===== Data records

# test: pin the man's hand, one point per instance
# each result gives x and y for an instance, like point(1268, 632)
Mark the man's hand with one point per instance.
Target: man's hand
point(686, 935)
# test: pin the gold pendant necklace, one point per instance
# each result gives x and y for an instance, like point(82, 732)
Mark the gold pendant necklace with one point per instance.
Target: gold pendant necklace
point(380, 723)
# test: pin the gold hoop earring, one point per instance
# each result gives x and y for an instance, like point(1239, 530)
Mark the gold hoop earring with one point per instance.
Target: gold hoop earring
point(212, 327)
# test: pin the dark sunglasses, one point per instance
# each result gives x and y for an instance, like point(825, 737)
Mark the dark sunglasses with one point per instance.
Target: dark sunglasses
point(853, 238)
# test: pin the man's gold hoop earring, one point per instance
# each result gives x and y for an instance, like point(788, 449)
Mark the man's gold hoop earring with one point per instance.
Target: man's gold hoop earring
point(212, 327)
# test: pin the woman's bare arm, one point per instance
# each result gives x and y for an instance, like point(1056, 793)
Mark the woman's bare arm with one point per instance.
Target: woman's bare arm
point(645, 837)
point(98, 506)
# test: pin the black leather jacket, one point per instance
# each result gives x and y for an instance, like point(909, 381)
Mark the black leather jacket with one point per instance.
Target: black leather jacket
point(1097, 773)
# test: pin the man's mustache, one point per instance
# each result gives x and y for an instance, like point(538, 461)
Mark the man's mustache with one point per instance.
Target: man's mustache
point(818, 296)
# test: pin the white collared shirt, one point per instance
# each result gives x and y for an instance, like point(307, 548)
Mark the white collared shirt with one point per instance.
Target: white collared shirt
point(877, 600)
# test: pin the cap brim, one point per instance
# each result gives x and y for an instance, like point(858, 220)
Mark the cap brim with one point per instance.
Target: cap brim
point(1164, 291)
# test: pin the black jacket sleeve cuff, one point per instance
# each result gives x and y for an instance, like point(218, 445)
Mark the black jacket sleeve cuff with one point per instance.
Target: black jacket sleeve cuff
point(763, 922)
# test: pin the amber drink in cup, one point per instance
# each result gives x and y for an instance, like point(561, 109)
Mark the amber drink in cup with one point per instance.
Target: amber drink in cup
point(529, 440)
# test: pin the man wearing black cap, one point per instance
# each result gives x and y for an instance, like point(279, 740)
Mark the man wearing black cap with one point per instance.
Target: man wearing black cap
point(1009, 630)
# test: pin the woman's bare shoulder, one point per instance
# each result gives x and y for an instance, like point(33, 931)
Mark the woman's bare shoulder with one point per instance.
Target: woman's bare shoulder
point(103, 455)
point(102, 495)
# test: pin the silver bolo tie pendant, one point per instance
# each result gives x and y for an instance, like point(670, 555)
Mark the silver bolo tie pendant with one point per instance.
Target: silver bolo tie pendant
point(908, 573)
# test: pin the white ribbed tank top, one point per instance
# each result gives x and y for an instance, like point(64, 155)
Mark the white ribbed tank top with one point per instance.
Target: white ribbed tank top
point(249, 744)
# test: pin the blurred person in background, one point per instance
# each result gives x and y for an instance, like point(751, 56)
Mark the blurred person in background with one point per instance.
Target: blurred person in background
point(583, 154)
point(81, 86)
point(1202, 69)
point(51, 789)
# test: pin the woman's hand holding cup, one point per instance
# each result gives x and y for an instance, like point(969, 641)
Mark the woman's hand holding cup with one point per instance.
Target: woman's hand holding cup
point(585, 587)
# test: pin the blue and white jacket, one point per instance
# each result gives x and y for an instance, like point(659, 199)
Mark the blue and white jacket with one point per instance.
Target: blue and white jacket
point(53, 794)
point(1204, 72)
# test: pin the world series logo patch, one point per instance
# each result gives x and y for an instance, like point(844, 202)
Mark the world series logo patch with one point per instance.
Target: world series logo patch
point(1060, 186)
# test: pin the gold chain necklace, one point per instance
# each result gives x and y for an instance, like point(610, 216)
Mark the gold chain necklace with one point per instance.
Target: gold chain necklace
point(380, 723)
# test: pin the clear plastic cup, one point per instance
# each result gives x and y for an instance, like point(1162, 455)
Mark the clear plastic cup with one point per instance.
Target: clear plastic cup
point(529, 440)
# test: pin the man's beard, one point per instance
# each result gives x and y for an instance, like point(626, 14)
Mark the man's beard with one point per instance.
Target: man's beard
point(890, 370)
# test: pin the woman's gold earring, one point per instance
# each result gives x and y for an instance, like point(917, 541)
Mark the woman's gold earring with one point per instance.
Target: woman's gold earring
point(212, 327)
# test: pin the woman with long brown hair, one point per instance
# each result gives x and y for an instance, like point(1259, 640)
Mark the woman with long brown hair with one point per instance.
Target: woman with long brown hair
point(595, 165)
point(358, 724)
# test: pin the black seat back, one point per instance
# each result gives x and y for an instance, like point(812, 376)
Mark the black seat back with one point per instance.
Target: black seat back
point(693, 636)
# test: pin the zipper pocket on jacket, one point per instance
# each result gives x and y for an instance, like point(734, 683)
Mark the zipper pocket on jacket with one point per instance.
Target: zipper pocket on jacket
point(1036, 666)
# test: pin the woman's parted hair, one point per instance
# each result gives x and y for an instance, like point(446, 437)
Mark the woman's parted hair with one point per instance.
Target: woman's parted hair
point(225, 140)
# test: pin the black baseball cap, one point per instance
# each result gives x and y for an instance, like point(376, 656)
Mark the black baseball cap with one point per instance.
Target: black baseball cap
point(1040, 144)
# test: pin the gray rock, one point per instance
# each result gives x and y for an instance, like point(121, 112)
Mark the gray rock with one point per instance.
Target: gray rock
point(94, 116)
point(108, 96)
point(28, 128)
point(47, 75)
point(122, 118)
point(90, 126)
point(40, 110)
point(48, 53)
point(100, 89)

==========

Work request:
Your job is to print exactly the lines that run from the top of the entries through the line with "# test: pin the woman's bare arm, one", and no others.

Output below:
# test: pin the man's hand, one point per instance
# each result gives x and y for an instance, like point(1268, 632)
Mark the man's hand with one point per instance.
Target: man's hand
point(686, 935)
# test: pin the gold pendant necklace, one point per instance
# each result gives x and y for an instance, like point(82, 732)
Mark the gold pendant necklace with one point per instance.
Target: gold pendant necklace
point(380, 723)
# test: pin the gold hoop earring, one point per instance
# each result gives x and y for an instance, like point(1239, 530)
Mark the gold hoop earring with one point per instance.
Target: gold hoop earring
point(212, 327)
# test: pin the dark sunglasses, one point per instance
# each result gives x and y for an instance, like point(825, 737)
Mark the dark sunglasses with one point per instance.
Target: dark sunglasses
point(853, 238)
# test: pin the man's gold hoop earring, one point per instance
# each result gives x and y for an instance, like point(788, 449)
Mark the man's gold hoop earring with one point per instance.
Target: man's gold hoop earring
point(212, 327)
# test: pin the woman's bare arm, one point per instance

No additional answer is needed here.